- **Fragmento para leer**:
Por: Santiago Alba Rico

En la visión histórica de la izquierda dos eran los fulcros de constitución de un sujeto político transformador: la fábrica y la universidad, cuya alianza buscaba el marxismo como detonante de la revolución. La fábrica porque era el lugar común de la explotación económica y, por lo tanto, de la toma de conciencia y de la concertación sindical. La universidad porque era el lugar común donde se daban cita la juventud y el saber, fusión modernísima que constituye desde el principio un explosivo oxímoron.

Hasta 1789 la juventud era guerrera, pero no sabia, y su participación en la guerra aseguraba más bien el recambio de un modelo estable y sin variaciones. Desde 1789, cuando un grupito de imberbes letrados derriba la monarquía absoluta, la juventud pasa a formar parte de la regla del cambio, el cual forma parte intrínseca, a su vez, del imaginario social occidental. Desde Sócrates, por otra parte, el saber es una amenaza para los que se resisten a él (al cambio) y su relación con el poder una peripecia pugnaz de asimilación y subversión.

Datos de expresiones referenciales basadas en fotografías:
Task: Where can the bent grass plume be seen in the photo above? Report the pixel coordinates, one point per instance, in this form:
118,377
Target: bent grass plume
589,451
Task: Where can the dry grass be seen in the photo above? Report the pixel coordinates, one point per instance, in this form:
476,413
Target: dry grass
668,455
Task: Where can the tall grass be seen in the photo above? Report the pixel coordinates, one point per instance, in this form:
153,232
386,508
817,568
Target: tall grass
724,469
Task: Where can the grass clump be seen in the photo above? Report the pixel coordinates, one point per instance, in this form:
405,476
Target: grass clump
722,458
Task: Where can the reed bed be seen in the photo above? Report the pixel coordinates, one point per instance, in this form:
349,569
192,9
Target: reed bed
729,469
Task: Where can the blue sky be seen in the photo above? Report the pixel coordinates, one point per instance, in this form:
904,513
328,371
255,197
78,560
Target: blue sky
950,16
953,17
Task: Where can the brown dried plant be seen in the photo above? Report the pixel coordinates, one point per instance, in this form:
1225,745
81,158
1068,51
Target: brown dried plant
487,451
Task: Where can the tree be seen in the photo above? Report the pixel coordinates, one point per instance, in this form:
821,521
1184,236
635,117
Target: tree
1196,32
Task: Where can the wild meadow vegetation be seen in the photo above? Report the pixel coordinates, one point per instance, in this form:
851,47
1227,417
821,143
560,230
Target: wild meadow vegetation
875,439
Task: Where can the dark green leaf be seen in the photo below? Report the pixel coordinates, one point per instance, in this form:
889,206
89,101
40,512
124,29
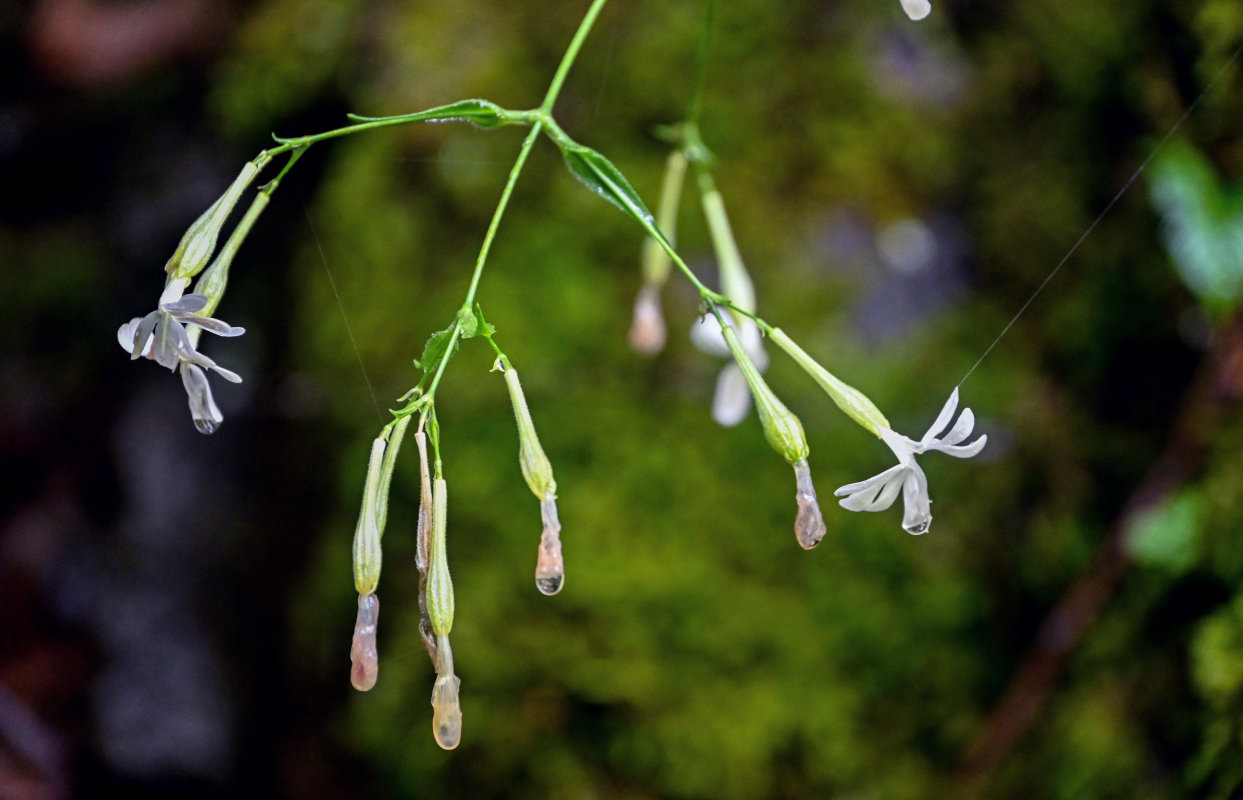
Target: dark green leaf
607,180
435,348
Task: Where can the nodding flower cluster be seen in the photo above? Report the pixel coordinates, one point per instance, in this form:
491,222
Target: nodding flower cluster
729,328
169,336
436,600
732,329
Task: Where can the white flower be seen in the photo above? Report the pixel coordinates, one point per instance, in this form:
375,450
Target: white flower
880,491
163,333
916,9
160,336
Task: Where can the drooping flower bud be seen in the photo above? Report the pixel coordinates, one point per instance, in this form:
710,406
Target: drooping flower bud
363,654
550,565
537,471
782,429
199,241
535,465
368,531
809,523
440,585
446,712
855,404
374,512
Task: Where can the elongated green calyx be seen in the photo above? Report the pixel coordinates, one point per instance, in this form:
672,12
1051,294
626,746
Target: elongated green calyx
536,467
374,512
440,585
199,241
854,403
782,429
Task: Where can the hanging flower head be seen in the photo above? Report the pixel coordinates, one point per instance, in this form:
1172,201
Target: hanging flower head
880,491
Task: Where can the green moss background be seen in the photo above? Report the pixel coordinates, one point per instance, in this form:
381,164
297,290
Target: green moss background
696,651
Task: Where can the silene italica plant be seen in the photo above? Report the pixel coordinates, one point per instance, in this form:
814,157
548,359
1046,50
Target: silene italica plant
729,326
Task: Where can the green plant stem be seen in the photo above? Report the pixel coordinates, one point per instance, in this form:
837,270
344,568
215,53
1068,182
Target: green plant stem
567,61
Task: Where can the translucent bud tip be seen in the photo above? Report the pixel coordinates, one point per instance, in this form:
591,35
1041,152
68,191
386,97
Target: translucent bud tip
363,655
648,328
446,713
550,567
809,523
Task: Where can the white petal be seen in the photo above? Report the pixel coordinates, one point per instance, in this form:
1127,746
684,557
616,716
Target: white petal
960,431
203,406
963,451
917,514
942,419
869,483
126,334
875,498
706,336
916,9
732,399
231,377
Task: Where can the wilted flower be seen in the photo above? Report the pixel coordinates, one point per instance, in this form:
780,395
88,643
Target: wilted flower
916,9
880,491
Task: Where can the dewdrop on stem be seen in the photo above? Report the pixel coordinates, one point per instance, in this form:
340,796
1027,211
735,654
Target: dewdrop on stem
446,712
363,655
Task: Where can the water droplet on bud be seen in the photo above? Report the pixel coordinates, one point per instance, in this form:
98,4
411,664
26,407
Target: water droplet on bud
550,567
809,523
446,713
363,655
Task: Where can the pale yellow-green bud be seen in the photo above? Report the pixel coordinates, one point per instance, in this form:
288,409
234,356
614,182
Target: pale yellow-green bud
855,404
374,512
536,467
367,533
782,429
199,241
440,585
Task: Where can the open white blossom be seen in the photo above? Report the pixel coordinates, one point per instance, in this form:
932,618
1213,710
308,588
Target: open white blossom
916,9
160,336
880,491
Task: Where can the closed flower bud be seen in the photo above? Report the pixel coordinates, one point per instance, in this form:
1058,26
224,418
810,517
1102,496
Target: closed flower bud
374,512
782,429
367,533
440,585
855,404
199,241
536,467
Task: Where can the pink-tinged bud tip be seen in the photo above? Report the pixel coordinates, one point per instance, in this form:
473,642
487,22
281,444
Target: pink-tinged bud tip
363,654
809,523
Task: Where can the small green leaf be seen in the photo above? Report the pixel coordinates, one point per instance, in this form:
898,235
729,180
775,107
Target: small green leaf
486,329
467,323
607,180
435,348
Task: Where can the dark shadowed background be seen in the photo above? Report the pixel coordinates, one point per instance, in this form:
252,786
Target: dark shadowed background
175,609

- **Enunciado del ejercicio**:
Según el fragmento sobre la izquierda y la juventud, ¿cuáles eran los dos fulcros de constitución de un sujeto político transformador?

- **Respuesta al problema**:
La fábrica y la universidad.